▶ **Passage given**:
NOTICE OF ANNUAL SHAREHOLDERS' MEETING IN INCOAX NETWORKS AB

REG

Right to participate and notification 

Shareholders wishing to participate in the annual shareholders' meeting must: 

  • partly be listed in the company's share register kept by Euroclear Sweden AB as of Wednesday 7 June 2023; and 
  • partly have given a notice of their intention to participate to the company no later than on Friday 9 June 2023 by mail to InCoax Networks AB, att: Bolagsstämma, Utmarksvägen 4, SE-802 91 Gävle, Sweden or by e-mail to mats.svensson@incoax.com with tel. 073-319 24 85. The notification should specify the shareholder's complete name, personal identity number or company registration number, the number of shares held by the shareholder, address, telephone number during work hours and, when applicable, information on advisors.

Trustee registered shares 

Shareholders, whose shares are trustee-registered through a bank or other trustee must, in order to be entitled to participate in the shareholders' meeting, temporarily register their shares in their own name in the company's share register kept by Euroclear Sweden AB. Such re-registration of ownership must be implemented no later than as of Wednesday 7 June 2023. Accordingly, shareholders must well in advance before this date request the trustee thereof. 

Proxy etc. 

In case the shareholder should be represented by a proxy, the proxy must have a written power of attorney, which is dated and duly signed by the shareholder, to the meeting. The validity term of the power of attorney may not be more than one year unless a longer validity term is specifically stated in the power of attorney (however at the longest five years). If the power of attorney is issued by a legal entity, the representing proxy must also attach an up-to-date registration certificate or equivalent document for the legal entity. A template power of attorney is available at the company's website (www.incoax.com) and will be sent to shareholders who request it and state their address. 

SHAREHOLDERS' RIGHT TO REQUEST INFORMATION

Shareholders are reminded of their right to request information in accordance with Chapter 7, Section 32 of the Swedish Companies Act (2005: 551).

The board of directors and the CEO shall, if any shareholder so requests, and the board of directors considers that this can be done without significant damage to the company, provide information on conditions that may affect the assessment of a matter on the agenda, and conditions that may affect the assessment of the company's or subsidiary's financial situation, and the company's relationship with another group company.

Proposed agenda 

  1. Opening of the meeting. 
  2. Election of Chairman of the meeting. 
  3. Preparation and approval of the register of voters. 
  4. Approval of the agenda. 
  5. Election of one or two persons to approve the minutes. 
  6. Determination as to whether the meeting has been duly convened. 
  7. Presentation of the Annual Report and Audit Report. 
  8. Resolution on: 
    1. adoption on the profit and loss statement and balance sheet; 
    2. distribution of the company's profits according to the adopted balance sheet; and 
    3. discharge from liability for the members of the board and the CEO. 
  9. Determination of the number of board members, auditors and deputy auditors. 
  10. Determination of remuneration for the board members and the auditor. 
  11. Election of board members and auditor. 
  12. Resolution on amendment of the Articles of Association. 
  13. Resolution on long term incentive program for employees.
  14. Resolution on authorization for the Board on issues of shares. 
  15. Closing of the meeting.

▶ **Set problem**: According to the meeting notice, by what date must shareholders notify the company of their intention to participate in the annual shareholders' meeting? The lines are not required for any task.

(Segmentation dataset lines)

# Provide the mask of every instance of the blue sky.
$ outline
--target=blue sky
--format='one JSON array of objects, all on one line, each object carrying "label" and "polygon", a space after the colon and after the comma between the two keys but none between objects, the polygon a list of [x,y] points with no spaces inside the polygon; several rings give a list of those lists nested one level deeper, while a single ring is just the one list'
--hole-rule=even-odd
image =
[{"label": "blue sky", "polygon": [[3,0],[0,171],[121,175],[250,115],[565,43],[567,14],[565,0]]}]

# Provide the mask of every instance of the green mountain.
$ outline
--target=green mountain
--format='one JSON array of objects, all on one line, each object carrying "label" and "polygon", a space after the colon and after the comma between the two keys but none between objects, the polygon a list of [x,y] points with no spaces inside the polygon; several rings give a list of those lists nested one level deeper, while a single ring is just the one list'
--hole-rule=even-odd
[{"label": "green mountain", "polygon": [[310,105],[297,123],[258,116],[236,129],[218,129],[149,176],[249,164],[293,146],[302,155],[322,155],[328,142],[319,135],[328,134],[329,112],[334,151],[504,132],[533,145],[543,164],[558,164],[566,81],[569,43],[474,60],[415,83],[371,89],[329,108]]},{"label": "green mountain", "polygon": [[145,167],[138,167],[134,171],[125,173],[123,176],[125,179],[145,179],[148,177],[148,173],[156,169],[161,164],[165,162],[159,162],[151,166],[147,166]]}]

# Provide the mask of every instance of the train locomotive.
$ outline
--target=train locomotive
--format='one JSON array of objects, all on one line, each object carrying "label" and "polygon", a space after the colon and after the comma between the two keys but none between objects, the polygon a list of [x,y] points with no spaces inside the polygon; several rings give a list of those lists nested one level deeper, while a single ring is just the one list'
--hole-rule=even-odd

▶ **Response to this exercise**: No later than Friday 9 June 2023.